### Stated exercise 1:
According to the Form 1095-C guide below, how many hours of service per month make someone a full-time employee under the ACA?

===== Article =====

This comprehensive guide answers the question "who gets a 1095-C" from every angle. We will explain the criteria that determine which employees must receive the form, how to handle special situations like terminated employees and variable-hour workers, the difference between receiving a 1095-C and being listed on one, and the deadlines employers must meet. Whether you are an HR professional managing ACA compliance, a benefits administrator at a large employer, or an employee wondering why you did or did not receive a 1095-C, this article provides the complete picture.

Topics covered in this guide include:

  • Primary recipients: Which employees must receive Form 1095-C
  • Full-time employee definition: The 30-hour rule and measurement methods
  • Special cases: Terminated employees, variable-hour workers, and employees on leave
  • Dependents on 1095-C: When family members appear on the form
  • 1095-C vs. 1095-B: Understanding which form applies
  • Deadlines: When forms must be delivered to recipients
  • Consequences: What happens if forms are not provided correctly

Who Gets a 1095-C: The Basic Rule

The Core Requirement for Form 1095-C Recipients

The fundamental answer to "who gets a 1095-C" is straightforward: Form 1095-C must be furnished to every individual who was a full-time employee of an Applicable Large Employer (ALE) for at least one month during the tax year. This is the basic rule that governs 1095-C distribution, but understanding it fully requires unpacking several key concepts.

First, only Applicable Large Employers are required to file and furnish Form 1095-C. An ALE is an employer that employed an average of at least 50 full-time employees (including full-time equivalent employees) during the prior calendar year. Small employers with fewer than 50 FTEs do not file Form 1095-C at all, so their employees will not receive this form from them. Instead, if those employees have health coverage, they may receive Form 1095-B from their insurance company.

Second, the form goes to full-time employees specifically. Under the ACA, a full-time employee is one who averages at least 30 hours of service per week (or 130 hours per month). Part-time employees who never achieve full-time status during the year generally do not receive Form 1095-C, with one important exception we will discuss later regarding self-insured plans.

Key criteria for determining who gets a 1095-C:

  • Employer size: The employer must be an ALE (50+ full-time and FTE employees)
  • Employee status: The individual must have been a full-time employee (30+ hours/week average)
  • Duration: The individual must have been full-time for at least one calendar month during the tax year
  • Employment relationship: The individual must be a common-law employee, not an independent contractor

Understanding Full-Time Employee Status

To accurately determine who gets a 1095-C, employers must correctly identify their full-time employees. The IRS provides two methods for making this determination:

Monthly Measurement Method:

  • Determines full-time status month by month
  • An employee is full-time for a month if they work at least 130 hours of service during that month
  • Simpler but less flexible for employers with variable-hour employees
  • Must be applied consistently across all employees

Look-Back Measurement Method:

  • Uses a measurement period (typically 3-12 months) to determine average hours
  • Followed by a stability period during which status is locked regardless of actual hours worked
  • Better suited for employers with seasonal or variable-hour workforces
  • Requires tracking hours over the measurement period using the FTE calculation method

The measurement method chosen affects who gets a 1095-C because it determines which employees qualify as full-time. Under the look-back method, an employee might work fewer than 30 hours per week during the current year but still be considered full-time (and thus receive a 1095-C) because they averaged 30+ hours during the prior measurement period.

===== Supplied data =====

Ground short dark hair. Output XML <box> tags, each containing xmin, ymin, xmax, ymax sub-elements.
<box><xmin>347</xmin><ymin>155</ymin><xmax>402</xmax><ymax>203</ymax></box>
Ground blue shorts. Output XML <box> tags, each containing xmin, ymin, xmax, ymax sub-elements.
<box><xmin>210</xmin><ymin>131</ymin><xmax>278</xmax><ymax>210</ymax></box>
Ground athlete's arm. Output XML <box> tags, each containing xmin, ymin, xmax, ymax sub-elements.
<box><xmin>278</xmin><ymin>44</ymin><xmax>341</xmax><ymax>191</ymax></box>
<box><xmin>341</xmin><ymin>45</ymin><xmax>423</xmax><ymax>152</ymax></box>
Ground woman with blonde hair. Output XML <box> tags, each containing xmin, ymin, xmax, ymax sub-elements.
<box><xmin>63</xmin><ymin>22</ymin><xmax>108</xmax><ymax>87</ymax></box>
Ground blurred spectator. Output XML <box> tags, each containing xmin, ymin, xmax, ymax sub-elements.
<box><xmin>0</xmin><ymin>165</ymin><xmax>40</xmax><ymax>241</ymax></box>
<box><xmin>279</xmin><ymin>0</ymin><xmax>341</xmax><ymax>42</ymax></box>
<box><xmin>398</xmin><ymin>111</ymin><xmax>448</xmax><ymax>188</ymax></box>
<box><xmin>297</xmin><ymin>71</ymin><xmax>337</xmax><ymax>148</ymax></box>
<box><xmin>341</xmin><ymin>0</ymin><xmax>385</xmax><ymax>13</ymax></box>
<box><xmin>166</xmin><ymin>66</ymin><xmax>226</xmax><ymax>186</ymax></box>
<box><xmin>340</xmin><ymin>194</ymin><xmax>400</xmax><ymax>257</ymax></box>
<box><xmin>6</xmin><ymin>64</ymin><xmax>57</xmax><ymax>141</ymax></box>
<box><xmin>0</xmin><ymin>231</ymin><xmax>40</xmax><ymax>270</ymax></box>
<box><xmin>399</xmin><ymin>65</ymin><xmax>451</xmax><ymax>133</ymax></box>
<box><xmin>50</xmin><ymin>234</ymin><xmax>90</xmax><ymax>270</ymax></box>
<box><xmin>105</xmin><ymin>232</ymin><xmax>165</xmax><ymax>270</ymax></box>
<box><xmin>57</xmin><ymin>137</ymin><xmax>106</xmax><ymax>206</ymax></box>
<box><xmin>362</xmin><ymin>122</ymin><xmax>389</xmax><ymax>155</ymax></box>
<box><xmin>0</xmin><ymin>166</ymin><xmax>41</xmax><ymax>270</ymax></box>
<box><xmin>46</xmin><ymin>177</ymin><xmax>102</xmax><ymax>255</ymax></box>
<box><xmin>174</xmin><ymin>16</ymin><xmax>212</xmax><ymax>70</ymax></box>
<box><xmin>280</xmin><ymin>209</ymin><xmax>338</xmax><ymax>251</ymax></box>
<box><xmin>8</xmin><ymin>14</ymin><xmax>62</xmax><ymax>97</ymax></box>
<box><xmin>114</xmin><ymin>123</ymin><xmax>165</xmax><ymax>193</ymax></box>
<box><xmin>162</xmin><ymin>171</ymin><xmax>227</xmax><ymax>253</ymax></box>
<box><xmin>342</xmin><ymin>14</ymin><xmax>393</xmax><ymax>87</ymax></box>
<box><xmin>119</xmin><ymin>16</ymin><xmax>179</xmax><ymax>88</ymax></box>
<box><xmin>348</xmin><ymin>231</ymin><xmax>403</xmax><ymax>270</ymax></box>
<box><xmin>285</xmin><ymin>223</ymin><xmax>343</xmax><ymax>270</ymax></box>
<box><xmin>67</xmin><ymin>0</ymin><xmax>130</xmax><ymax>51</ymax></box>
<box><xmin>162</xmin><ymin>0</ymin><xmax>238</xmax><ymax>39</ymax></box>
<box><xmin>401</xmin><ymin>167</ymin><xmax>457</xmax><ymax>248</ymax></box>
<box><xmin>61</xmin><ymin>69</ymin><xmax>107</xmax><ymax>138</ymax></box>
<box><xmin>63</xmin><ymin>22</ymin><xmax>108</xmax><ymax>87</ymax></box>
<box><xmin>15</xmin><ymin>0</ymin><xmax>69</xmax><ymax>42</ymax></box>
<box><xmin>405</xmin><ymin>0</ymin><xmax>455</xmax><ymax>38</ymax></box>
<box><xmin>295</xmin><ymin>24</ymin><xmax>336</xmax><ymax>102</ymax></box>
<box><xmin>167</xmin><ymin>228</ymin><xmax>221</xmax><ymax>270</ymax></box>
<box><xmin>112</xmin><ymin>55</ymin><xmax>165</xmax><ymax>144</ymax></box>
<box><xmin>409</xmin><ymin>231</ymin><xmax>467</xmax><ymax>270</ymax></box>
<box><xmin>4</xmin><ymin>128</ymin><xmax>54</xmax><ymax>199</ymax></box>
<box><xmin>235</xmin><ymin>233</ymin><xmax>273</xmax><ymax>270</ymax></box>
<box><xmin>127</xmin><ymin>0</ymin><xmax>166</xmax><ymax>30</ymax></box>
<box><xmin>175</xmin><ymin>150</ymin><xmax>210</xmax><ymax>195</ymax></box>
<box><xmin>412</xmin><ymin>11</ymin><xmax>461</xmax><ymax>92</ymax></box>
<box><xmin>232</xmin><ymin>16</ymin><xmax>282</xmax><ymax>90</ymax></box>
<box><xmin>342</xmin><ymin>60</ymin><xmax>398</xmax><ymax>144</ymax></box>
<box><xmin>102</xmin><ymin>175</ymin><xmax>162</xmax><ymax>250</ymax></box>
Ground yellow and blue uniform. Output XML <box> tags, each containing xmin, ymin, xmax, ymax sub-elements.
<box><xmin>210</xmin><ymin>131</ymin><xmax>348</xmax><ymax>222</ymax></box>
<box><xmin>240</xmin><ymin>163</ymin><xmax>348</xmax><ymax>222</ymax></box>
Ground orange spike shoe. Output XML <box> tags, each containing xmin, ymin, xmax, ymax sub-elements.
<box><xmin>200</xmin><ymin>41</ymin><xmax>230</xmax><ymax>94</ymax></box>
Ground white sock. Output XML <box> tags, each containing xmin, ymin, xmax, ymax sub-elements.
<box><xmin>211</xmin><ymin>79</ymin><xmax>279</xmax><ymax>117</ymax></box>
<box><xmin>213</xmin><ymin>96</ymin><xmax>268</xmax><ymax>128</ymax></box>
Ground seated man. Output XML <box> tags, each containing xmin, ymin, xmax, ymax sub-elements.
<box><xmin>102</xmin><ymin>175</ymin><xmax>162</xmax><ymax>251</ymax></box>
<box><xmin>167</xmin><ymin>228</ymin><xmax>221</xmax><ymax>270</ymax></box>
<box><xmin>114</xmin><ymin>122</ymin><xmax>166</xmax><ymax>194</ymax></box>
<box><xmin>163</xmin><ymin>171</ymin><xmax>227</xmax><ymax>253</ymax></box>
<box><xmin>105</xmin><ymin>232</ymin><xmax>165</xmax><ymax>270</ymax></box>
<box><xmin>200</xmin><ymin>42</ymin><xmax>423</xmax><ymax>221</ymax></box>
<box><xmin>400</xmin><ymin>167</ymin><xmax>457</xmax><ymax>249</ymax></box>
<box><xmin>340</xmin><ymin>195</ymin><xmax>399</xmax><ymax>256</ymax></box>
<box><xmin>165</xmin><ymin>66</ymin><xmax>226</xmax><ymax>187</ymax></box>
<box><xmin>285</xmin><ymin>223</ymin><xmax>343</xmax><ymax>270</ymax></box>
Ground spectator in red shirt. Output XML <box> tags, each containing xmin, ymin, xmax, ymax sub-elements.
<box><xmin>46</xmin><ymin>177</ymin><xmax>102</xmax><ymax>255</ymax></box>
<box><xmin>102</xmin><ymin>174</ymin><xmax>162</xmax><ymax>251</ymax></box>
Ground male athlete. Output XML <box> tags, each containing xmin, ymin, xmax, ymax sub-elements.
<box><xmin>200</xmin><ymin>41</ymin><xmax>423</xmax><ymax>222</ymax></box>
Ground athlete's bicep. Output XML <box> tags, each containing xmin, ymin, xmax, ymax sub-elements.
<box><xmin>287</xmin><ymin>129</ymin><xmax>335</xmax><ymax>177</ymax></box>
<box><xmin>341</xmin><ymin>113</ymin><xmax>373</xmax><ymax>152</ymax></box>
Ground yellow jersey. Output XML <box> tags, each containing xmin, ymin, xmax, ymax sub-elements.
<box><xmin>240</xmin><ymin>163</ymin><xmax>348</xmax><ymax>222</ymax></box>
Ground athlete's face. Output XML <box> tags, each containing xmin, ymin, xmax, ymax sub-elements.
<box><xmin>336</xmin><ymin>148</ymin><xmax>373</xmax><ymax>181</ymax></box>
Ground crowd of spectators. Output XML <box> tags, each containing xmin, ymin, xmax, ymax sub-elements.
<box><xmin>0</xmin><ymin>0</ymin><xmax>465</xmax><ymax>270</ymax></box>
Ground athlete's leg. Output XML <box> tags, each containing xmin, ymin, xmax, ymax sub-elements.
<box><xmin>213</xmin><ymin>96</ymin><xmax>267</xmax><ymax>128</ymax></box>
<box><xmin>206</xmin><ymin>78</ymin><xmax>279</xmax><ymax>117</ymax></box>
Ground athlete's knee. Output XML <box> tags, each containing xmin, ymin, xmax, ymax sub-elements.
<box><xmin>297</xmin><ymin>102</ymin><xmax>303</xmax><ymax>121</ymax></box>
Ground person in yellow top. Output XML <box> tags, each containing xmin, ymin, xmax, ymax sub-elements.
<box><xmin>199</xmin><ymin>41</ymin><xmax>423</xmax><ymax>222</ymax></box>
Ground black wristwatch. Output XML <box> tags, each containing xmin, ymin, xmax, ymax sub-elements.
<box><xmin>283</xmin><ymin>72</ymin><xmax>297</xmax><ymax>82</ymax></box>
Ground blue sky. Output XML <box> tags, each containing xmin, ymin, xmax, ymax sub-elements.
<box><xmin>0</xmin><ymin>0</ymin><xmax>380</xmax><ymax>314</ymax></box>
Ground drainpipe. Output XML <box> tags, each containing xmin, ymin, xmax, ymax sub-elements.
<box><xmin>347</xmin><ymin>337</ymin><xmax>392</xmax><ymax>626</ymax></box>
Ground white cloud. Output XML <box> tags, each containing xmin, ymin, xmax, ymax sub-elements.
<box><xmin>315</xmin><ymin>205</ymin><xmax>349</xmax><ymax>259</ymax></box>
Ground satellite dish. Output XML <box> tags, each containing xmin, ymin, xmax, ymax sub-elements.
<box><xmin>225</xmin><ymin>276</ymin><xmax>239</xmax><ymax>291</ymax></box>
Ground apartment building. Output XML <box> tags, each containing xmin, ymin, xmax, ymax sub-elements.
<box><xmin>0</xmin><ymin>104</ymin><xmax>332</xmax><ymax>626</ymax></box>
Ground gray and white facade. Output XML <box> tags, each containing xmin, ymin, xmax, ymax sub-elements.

=====

### Stated exercise 2:
Reproduce the rows above verbatim, starting at the line with "Ground black wristwatch." and continuing through the last of the rows.

### Response 1:
130 hours per month (an average of at least 30 hours per week).

### Response 2:
Ground black wristwatch. Output XML <box> tags, each containing xmin, ymin, xmax, ymax sub-elements.
<box><xmin>283</xmin><ymin>72</ymin><xmax>297</xmax><ymax>82</ymax></box>
Ground blue sky. Output XML <box> tags, each containing xmin, ymin, xmax, ymax sub-elements.
<box><xmin>0</xmin><ymin>0</ymin><xmax>380</xmax><ymax>314</ymax></box>
Ground drainpipe. Output XML <box> tags, each containing xmin, ymin, xmax, ymax sub-elements.
<box><xmin>347</xmin><ymin>337</ymin><xmax>392</xmax><ymax>626</ymax></box>
Ground white cloud. Output XML <box> tags, each containing xmin, ymin, xmax, ymax sub-elements.
<box><xmin>315</xmin><ymin>205</ymin><xmax>349</xmax><ymax>259</ymax></box>
Ground satellite dish. Output XML <box> tags, each containing xmin, ymin, xmax, ymax sub-elements.
<box><xmin>225</xmin><ymin>276</ymin><xmax>239</xmax><ymax>291</ymax></box>
Ground apartment building. Output XML <box> tags, each containing xmin, ymin, xmax, ymax sub-elements.
<box><xmin>0</xmin><ymin>104</ymin><xmax>332</xmax><ymax>626</ymax></box>
Ground gray and white facade. Output XML <box> tags, each containing xmin, ymin, xmax, ymax sub-elements.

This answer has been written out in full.